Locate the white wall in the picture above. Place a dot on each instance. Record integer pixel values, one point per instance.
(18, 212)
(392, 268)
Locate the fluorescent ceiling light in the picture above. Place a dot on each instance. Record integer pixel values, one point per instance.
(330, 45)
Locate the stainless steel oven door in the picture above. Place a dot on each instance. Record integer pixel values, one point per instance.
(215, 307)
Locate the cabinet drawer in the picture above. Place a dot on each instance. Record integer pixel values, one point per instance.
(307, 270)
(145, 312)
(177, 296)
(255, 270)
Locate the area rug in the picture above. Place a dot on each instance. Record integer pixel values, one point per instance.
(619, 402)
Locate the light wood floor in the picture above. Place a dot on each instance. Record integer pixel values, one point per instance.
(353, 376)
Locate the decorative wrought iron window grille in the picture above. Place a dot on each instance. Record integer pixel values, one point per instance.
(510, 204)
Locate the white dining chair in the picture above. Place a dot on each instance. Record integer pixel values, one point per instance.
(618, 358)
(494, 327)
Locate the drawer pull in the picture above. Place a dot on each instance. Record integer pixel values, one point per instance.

____

WHAT TO WORK ON >> Extract every line of the entries above and reproduce each one word for word.

RESULT OF THE TASK >>
Locate the white wall in the picture above. Place a dot on each instance. Record integer pixel values, one point per instance.
(18, 212)
(392, 268)
Locate the fluorescent ceiling light in the picture above. Place a dot on each instance. Record integer pixel values, one point per instance.
(330, 45)
Locate the stainless steel oven door in the picture above. Place a dot on each instance. Record integer pixel values, one point per instance.
(215, 307)
Locate the cabinet drawer in the picture above. Place a dot on each instance. Record integer pixel values, one point per instance.
(307, 270)
(145, 312)
(177, 296)
(255, 270)
Locate the area rug in the picture above. Place a dot on each instance. Record integer pixel values, one point per instance.
(619, 402)
Locate the light wood floor in the picture above. Place a dot on each instance. Record integer pixel values, one point per instance.
(353, 376)
Locate the decorative wrought iron window grille in the picture above. Place a dot on each instance. Record integer pixel values, one point per instance.
(510, 204)
Locate the white dining chair in the picture above. Place a dot on each instance. Record integer pixel values, one point per instance.
(618, 358)
(494, 327)
Locate the drawer pull in the picture above. Place a dot on each instance. Record integer pixel values, one point per instance.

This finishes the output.